→ **EXCERPT**:
╭──

[PR] CSV-196-TrackBytePositions [commons-csv]

via GitHub Wed, 06 Nov 2024 17:47:33 -0800


DarrenJAN opened a new pull request, #502:
URL: https://github.com/apache/commons-csv/pull/502


   Add support in Commons CSV for tracking byte positions during parsing.
   
   Summary of Modifications
   
   1. **Test Data Files**: Added new test data files, and updated pom.xml to 
exclude these files from RAT checks, avoiding unapproved license checks.
   2. **CSVParser class**:
    Constructor Enhancements
   a. Added support for an optional parameter -- **String encoding**--, which 
specifies the encoding to use for the reader.
   4. **CSVRecord class**
   - private long characterByte:  start byte position of this record 
   Add new Constructor: support track byte positions in record class 
   5. **ExtendedBufferedReader Class**:
   
   - private long bytesRead: Tracks the number of bytes read so far.

╰──

Dataset rows on where objects appear:
╭──

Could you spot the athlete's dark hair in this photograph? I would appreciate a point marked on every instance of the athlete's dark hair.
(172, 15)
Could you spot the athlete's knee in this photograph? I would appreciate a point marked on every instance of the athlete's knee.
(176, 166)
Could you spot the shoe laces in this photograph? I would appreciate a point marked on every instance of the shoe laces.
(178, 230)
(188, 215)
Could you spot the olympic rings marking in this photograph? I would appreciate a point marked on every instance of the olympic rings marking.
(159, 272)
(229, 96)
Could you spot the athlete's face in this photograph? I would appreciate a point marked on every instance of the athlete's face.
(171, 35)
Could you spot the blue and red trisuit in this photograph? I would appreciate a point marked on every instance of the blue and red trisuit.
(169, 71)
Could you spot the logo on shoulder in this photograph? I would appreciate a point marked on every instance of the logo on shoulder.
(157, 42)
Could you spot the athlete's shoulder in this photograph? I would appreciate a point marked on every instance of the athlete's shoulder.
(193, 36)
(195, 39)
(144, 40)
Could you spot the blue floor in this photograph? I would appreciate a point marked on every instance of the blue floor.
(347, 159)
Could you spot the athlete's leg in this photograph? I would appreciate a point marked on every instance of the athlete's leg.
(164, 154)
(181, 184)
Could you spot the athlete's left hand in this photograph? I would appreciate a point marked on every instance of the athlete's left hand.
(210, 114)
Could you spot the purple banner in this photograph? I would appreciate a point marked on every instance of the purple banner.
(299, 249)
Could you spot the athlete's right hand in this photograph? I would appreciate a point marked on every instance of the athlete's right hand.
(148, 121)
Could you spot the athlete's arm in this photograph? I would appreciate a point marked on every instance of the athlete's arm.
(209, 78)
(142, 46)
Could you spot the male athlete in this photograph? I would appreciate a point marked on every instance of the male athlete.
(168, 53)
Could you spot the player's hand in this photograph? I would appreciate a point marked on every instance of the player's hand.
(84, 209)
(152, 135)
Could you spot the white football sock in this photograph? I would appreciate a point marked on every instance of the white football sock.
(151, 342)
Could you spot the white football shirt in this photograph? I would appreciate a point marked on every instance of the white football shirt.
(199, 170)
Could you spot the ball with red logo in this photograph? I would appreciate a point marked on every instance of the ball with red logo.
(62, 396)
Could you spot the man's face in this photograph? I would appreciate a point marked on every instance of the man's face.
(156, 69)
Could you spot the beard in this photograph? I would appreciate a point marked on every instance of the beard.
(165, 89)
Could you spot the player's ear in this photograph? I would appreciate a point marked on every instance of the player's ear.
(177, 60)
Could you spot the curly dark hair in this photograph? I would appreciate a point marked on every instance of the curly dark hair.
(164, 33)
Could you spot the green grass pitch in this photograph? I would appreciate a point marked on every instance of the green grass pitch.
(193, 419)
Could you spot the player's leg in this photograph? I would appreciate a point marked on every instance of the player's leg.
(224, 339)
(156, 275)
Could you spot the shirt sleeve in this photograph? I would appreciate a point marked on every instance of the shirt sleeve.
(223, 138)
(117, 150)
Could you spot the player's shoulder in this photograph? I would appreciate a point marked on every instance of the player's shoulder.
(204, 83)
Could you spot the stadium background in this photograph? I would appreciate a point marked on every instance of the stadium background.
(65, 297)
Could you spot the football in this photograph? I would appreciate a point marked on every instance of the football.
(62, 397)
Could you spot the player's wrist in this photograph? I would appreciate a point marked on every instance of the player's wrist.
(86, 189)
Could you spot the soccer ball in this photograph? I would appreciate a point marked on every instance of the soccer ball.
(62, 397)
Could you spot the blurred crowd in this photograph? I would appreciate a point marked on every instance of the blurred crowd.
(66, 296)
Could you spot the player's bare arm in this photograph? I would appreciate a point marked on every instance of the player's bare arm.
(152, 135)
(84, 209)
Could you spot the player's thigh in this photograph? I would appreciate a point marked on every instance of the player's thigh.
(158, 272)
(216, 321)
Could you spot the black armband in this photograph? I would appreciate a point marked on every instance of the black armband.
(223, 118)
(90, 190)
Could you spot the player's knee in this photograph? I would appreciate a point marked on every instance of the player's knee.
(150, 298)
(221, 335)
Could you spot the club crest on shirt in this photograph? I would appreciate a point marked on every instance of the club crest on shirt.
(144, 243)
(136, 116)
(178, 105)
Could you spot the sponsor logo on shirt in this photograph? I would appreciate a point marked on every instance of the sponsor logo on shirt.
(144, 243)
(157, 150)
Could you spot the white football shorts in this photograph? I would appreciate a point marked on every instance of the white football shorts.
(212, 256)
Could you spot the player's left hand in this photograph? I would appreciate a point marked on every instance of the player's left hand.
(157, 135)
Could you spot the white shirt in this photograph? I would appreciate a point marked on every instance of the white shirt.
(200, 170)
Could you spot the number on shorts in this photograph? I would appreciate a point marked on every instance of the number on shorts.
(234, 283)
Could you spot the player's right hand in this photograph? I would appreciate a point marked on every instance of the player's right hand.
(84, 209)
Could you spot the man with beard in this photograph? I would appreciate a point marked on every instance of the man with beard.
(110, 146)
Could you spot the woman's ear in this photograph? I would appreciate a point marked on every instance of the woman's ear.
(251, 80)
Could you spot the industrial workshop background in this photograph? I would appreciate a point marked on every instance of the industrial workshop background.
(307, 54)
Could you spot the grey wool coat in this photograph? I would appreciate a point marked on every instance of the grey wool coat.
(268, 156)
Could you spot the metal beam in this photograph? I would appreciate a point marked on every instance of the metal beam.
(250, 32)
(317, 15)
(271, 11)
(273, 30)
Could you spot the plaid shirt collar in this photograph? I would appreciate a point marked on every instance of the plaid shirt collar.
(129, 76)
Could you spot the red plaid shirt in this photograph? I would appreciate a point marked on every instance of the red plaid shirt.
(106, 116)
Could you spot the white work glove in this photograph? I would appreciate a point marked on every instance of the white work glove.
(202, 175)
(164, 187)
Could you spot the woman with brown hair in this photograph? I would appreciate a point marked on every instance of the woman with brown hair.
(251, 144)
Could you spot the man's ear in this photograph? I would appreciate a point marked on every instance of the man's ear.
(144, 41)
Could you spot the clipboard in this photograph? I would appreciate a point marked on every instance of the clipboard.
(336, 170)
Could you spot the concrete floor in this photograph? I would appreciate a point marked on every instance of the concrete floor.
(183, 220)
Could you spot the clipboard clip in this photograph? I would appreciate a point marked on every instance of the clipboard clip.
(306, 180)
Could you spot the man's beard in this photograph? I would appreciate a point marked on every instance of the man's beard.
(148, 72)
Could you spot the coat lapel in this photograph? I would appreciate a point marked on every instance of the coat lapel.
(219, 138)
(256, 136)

╰──

→ **THINGS TO DO**:
- a) In the pull request, what does the private long bytesRead field in the ExtendedBufferedReader class track?
- b) Name every Java class that the pull request mentions by name.
- c) Please print everything in the pull request from "DarrenJAN opened a" down to "unapproved license checks.".

→ **ANSWERS BELOW**:
- a) The number of bytes read so far.

- b) CSVParser, CSVRecord, ExtendedBufferedReader

- c)
DarrenJAN opened a new pull request, #502:
URL: https://github.com/apache/commons-csv/pull/502


   Add support in Commons CSV for tracking byte positions during parsing.
   
   Summary of Modifications
   
   1. **Test Data Files**: Added new test data files, and updated pom.xml to 
exclude these files from RAT checks, avoiding unapproved license checks.